>>>>
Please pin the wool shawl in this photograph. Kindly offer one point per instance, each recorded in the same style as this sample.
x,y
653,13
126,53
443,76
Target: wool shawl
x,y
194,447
<<<<
* Activity:
Repeat the data exactly as it was given above.

* Exercise output:
Please pin the wool shawl in this photograph. Kindly offer one point per instance, each recorded in the same style as this sample.
x,y
653,13
126,53
443,76
Target: wool shawl
x,y
194,447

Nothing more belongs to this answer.